Convert the data below into a Markdown table with the columns Row and Entry, giving each line its own numbered row and skipping blank lines. Leave the pictures out of the answer.

....................

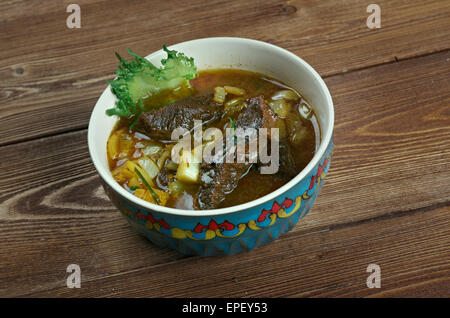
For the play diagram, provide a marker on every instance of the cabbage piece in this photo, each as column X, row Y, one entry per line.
column 139, row 79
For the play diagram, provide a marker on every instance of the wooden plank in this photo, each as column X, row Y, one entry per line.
column 53, row 74
column 392, row 154
column 412, row 251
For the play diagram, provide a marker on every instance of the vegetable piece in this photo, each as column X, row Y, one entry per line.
column 285, row 94
column 234, row 90
column 188, row 171
column 132, row 167
column 219, row 95
column 153, row 193
column 113, row 146
column 163, row 158
column 133, row 183
column 171, row 165
column 149, row 166
column 151, row 149
column 146, row 195
column 305, row 111
column 176, row 188
column 280, row 107
column 139, row 78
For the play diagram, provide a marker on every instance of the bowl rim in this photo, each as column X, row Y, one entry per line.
column 326, row 139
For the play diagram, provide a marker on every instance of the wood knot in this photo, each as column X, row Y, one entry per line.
column 289, row 9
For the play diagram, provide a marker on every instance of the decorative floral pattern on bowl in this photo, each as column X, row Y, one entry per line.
column 212, row 235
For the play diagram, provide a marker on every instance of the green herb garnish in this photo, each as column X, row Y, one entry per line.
column 139, row 78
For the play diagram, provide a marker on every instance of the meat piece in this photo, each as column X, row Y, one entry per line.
column 160, row 123
column 219, row 179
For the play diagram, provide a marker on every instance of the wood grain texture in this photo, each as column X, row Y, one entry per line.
column 386, row 201
column 52, row 74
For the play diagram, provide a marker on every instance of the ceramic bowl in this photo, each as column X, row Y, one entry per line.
column 242, row 227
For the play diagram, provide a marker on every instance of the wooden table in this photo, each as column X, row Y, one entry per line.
column 386, row 199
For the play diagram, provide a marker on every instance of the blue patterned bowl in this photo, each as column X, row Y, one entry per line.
column 242, row 227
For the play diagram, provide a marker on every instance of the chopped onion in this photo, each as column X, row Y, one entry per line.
column 151, row 149
column 285, row 94
column 149, row 166
column 234, row 90
column 219, row 95
column 280, row 107
column 188, row 171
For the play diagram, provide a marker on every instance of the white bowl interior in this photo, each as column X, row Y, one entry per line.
column 212, row 53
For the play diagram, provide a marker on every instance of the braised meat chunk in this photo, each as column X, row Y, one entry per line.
column 160, row 123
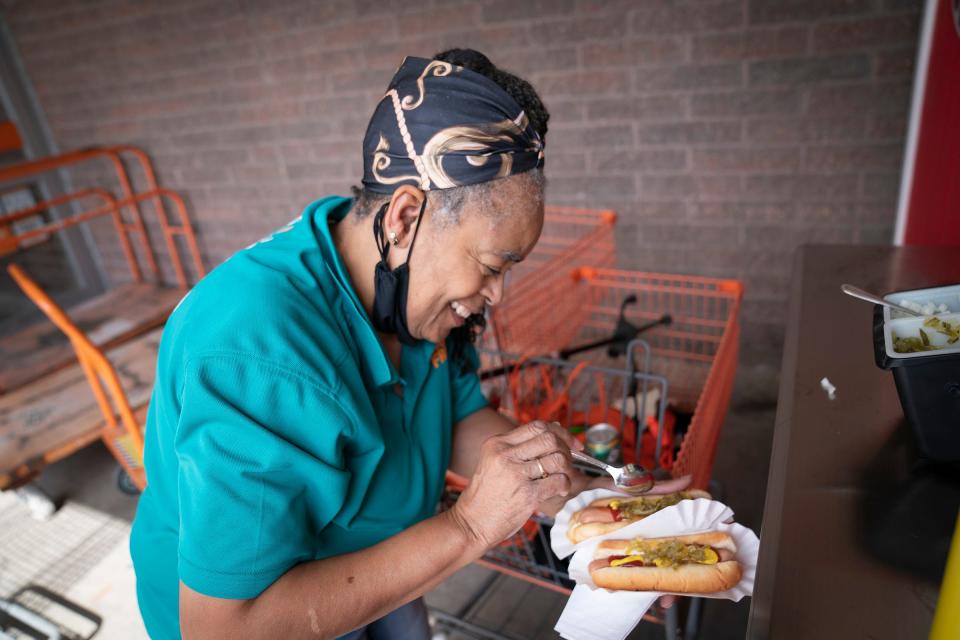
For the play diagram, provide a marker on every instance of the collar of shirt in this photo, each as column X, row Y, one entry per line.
column 376, row 363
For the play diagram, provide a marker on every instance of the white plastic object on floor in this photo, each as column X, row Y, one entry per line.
column 41, row 505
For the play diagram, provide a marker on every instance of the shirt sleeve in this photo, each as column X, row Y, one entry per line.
column 261, row 470
column 467, row 396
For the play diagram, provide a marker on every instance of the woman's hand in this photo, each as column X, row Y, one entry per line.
column 509, row 485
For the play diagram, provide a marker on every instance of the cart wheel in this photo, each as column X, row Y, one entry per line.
column 125, row 483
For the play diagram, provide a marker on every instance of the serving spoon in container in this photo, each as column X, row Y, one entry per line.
column 857, row 292
column 629, row 478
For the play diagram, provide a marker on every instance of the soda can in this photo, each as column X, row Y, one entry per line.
column 603, row 442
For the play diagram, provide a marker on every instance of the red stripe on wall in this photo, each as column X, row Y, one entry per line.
column 934, row 209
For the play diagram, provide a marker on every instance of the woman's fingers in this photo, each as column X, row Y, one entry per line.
column 554, row 485
column 539, row 446
column 669, row 486
column 551, row 463
column 537, row 428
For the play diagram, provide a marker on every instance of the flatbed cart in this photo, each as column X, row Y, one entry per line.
column 127, row 309
column 690, row 364
column 47, row 409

....................

RESPONSE FOR THIS EXERCISE:
| Row | Entry |
|---|---|
| 1 | For the play diagram, provide a marker on every instance of the cabbage piece in this photo, each as column X, row Y, one entry per line. |
| 2 | column 139, row 79 |
| 3 | For the play diagram, provide a marker on every instance of the wooden plank in this photo, each as column X, row Y, one entry per line. |
| 4 | column 53, row 74 |
| 5 | column 392, row 154 |
| 6 | column 412, row 251 |
| 7 | For the play diagram, provide a marker on every instance of the vegetable piece in this photo, each as column X, row Y, one entry per line. |
| 8 | column 285, row 94 |
| 9 | column 234, row 90 |
| 10 | column 188, row 171 |
| 11 | column 132, row 167 |
| 12 | column 219, row 95 |
| 13 | column 153, row 193 |
| 14 | column 113, row 146 |
| 15 | column 163, row 158 |
| 16 | column 133, row 183 |
| 17 | column 171, row 165 |
| 18 | column 149, row 166 |
| 19 | column 151, row 149 |
| 20 | column 146, row 195 |
| 21 | column 305, row 111 |
| 22 | column 176, row 188 |
| 23 | column 280, row 107 |
| 24 | column 139, row 78 |
| 25 | For the play diagram, provide a marker on every instance of the bowl rim in this photo, each as column X, row Y, one entry per line. |
| 26 | column 326, row 139 |
| 27 | For the play diagram, provide a marker on every instance of the wood knot in this photo, each as column X, row Y, one entry per line. |
| 28 | column 289, row 9 |
| 29 | For the play diagram, provide a marker on every instance of the decorative floral pattern on bowl in this photo, each as column X, row Y, one entry per line. |
| 30 | column 212, row 235 |
| 31 | For the play diagram, provide a marker on every instance of the green herb garnish in this photo, each as column X, row Y, one entry per line. |
| 32 | column 139, row 78 |
| 33 | For the play diagram, provide a marker on every instance of the meat piece in this photo, each as column X, row Y, one entry per line. |
| 34 | column 160, row 123 |
| 35 | column 219, row 179 |
| 36 | For the play diagram, provide a marker on every instance of the wood grain texture in this photo, each as column X, row Y, one entry per line. |
| 37 | column 386, row 201 |
| 38 | column 52, row 74 |
| 39 | For the play diagram, provide a marker on every instance of the ceramic bowl in this photo, each as column X, row Y, one entry per line. |
| 40 | column 242, row 227 |
| 41 | For the play diagram, provide a marker on every instance of the wooden table in this photo, each as column X, row Y, one entry per line. |
| 42 | column 386, row 199 |
| 43 | For the play diagram, provide a marker on every instance of the blue patterned bowl in this photo, each as column X, row Y, one entry per line. |
| 44 | column 242, row 227 |
| 45 | For the play diagram, provide a marker on every instance of the chopped onion in this photo, each as column X, row Y, one entry per line. |
| 46 | column 151, row 149 |
| 47 | column 285, row 94 |
| 48 | column 149, row 166 |
| 49 | column 234, row 90 |
| 50 | column 219, row 95 |
| 51 | column 280, row 107 |
| 52 | column 188, row 171 |
| 53 | For the play diagram, provide a marker on every instance of the white bowl interior in this photo, each as column X, row Y, one entry per line. |
| 54 | column 212, row 53 |
| 55 | For the play diagram, provide a marker on every instance of the braised meat chunk in this photo, each as column X, row Y, one entry per line. |
| 56 | column 160, row 123 |
| 57 | For the play diagram, provide a marker on every instance of the collar of shirt in this photo, each as column X, row Y, one entry per line. |
| 58 | column 376, row 363 |
| 59 | For the play diagram, provide a marker on every instance of the white plastic object on floor in this photo, each as column X, row Y, one entry per line. |
| 60 | column 41, row 505 |
| 61 | For the play diagram, provide a marker on every instance of the shirt sleeve in this photo, each as column X, row Y, one entry per line. |
| 62 | column 261, row 470 |
| 63 | column 467, row 396 |
| 64 | For the play diagram, provide a marker on every instance of the woman's hand in this photo, each as column X, row Y, one entry per line. |
| 65 | column 509, row 485 |
| 66 | For the play diagram, provide a marker on every instance of the cart wheel in this photo, each as column X, row Y, one entry per line. |
| 67 | column 125, row 483 |
| 68 | For the play diagram, provide a marker on every instance of the serving spoon in container in this photo, each as column X, row Y, one entry per line. |
| 69 | column 857, row 292 |
| 70 | column 629, row 478 |
| 71 | For the play diagram, provide a marker on every instance of the soda can in this photo, each as column X, row Y, one entry per line. |
| 72 | column 603, row 442 |
| 73 | For the play diagram, provide a marker on every instance of the red stripe on wall in this photo, each as column X, row Y, one entry per line. |
| 74 | column 934, row 209 |
| 75 | For the play diagram, provide a marker on every instance of the woman's fingers in this photo, each as column X, row Y, one entry per line. |
| 76 | column 554, row 485 |
| 77 | column 539, row 446 |
| 78 | column 669, row 486 |
| 79 | column 551, row 463 |
| 80 | column 537, row 428 |
| 81 | For the play diagram, provide a marker on every instance of the flatbed cart in this photo, each as column X, row Y, one entry per line. |
| 82 | column 127, row 309 |
| 83 | column 690, row 364 |
| 84 | column 47, row 409 |